* _Yapılacak İş_
King Kong filmiyle ilgili metni iki cümlede özetleyin.

* _Metin Bölümü_
>>>

Güncelleme Tarihi:
Yüzüklerin Efendisi serisinin dahi yönetmeni Peter Jackson'ın çocukluk düşü gerçekleşti. Jackson, dev gorili, kendi King Kong filminde izleyicilerle yeniden buluşturmayı başardı. İlk kez 1933 yılında filme çekilen ve King Kong'un Empire State Building gökdeleninin tepesindeki son görüntüsüyle hafızalara kazınan klasik güzel-çirkin masalını yeniden yorumladı. Yeni Zelanda'da çekilen filmin süresi 3 saat 7 dakika, bütçesi ise 207 milyon dolar. Başrollerde Naomi Watts'ın yanı sıra, Jack Black ve Adrien Brody ile 8 metre boyundaki bilgisayar animasyonu dev goril var.
Bu hafta vizyona giren King Kong, günümüzün dahi ve de ünlü yönetmenlerinden Peter Jackson'ın çocukluk düşü, yaklaşık 35 yıl sonra gerçekleşen rüyası.
Peter Jackson, henüz 9 yaşındayken tanışmış King Kong'la ve bu duygusal gorile ilk görüşte aşık olmuş. 12 yaşına geldiğinde ise kendi King Kong filmini çekmeye kalkımış. Empire State Building gökdeleninin çatısını mukavva kutular, King Kong'un maketini ise tel kullanarak yapmış. Kong'un tel kafes şeklinde hazırladığı maketinin daha yumuşak olması için üzerini köpükle kaplamış, sonra da annesinin tilki kürkünden yapılma şalını maketin üzerine tutkalla yapıştırmış (o maketi hâlâ saklıyormuş). Yatak çarşafına da New York'un görüntüsünü boyamış.

<<<

* _Dizelge_
>>>

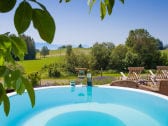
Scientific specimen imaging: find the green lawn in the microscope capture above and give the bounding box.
[36,48,91,59]
[18,56,65,74]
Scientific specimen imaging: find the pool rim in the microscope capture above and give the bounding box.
[7,85,168,100]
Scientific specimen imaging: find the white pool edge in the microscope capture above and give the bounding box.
[7,85,168,100]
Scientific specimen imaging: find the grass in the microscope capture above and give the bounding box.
[18,56,64,74]
[36,48,91,59]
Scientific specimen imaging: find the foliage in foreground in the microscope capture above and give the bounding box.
[0,0,124,115]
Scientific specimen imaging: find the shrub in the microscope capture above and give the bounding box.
[28,72,41,86]
[48,67,61,77]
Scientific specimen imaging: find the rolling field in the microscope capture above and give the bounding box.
[18,56,65,74]
[18,48,91,74]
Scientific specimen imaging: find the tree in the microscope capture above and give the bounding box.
[21,35,36,60]
[126,29,165,69]
[0,0,124,115]
[109,45,128,70]
[91,42,114,70]
[40,46,50,58]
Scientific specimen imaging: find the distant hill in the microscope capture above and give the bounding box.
[35,42,61,50]
[35,42,91,50]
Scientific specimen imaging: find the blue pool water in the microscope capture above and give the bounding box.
[0,87,168,126]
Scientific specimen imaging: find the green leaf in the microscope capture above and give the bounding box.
[0,66,6,77]
[120,0,124,4]
[17,82,25,95]
[30,0,47,11]
[14,1,32,34]
[105,0,115,15]
[10,36,27,60]
[33,9,56,43]
[0,54,5,66]
[0,0,16,12]
[22,77,35,107]
[3,93,10,116]
[100,1,106,20]
[88,0,96,12]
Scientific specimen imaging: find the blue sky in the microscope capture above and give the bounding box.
[0,0,168,45]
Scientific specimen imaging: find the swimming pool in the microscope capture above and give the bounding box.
[0,87,168,126]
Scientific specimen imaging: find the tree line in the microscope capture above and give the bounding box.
[66,29,168,72]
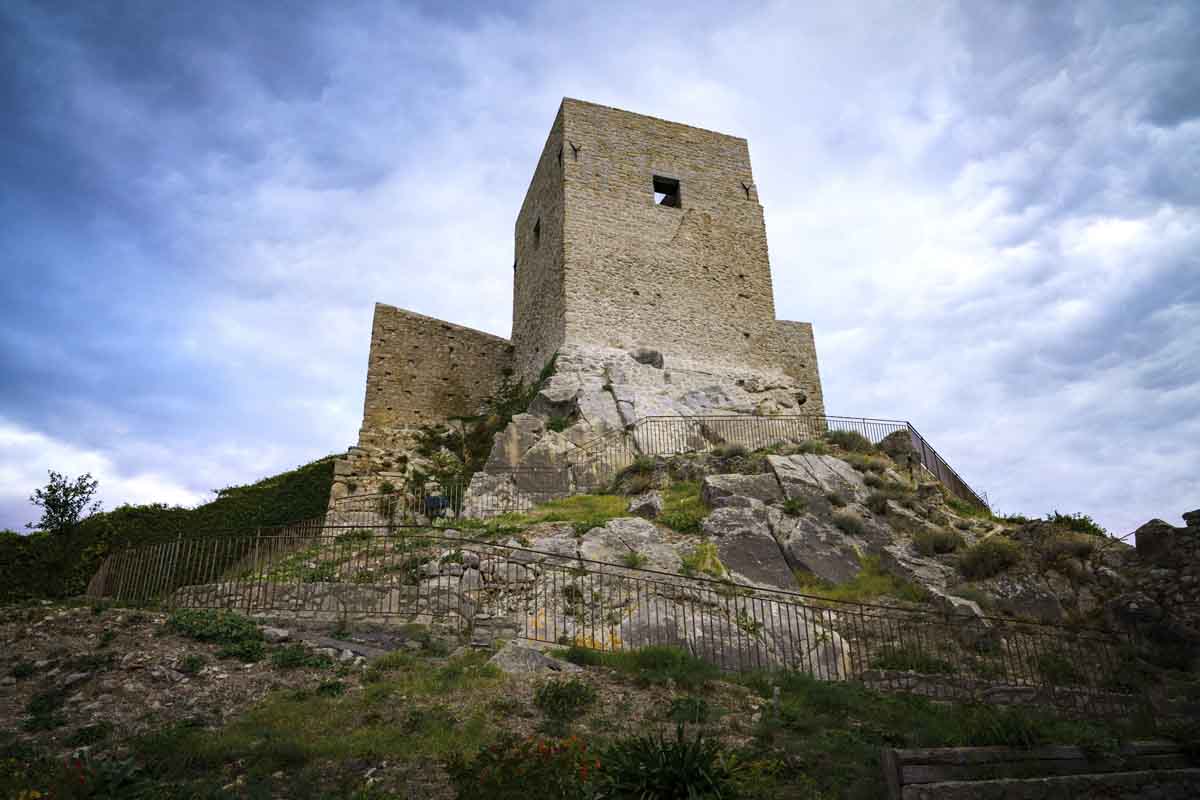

<<<

* _Görevin Yanıtı_
Peter Jackson, 9 yaşında tanıdığı ve ilk kez 1933'te filme çekilen King Kong'u, Yeni Zelanda'da çektiği 3 saat 7 dakikalık ve 207 milyon dolar bütçeli kendi filminde yeniden yorumlayarak çocukluk düşünü gerçekleştirdi. Filmin başrollerinde Naomi Watts, Jack Black ve Adrien Brody ile 8 metre boyundaki bilgisayar animasyonu dev goril yer alıyor.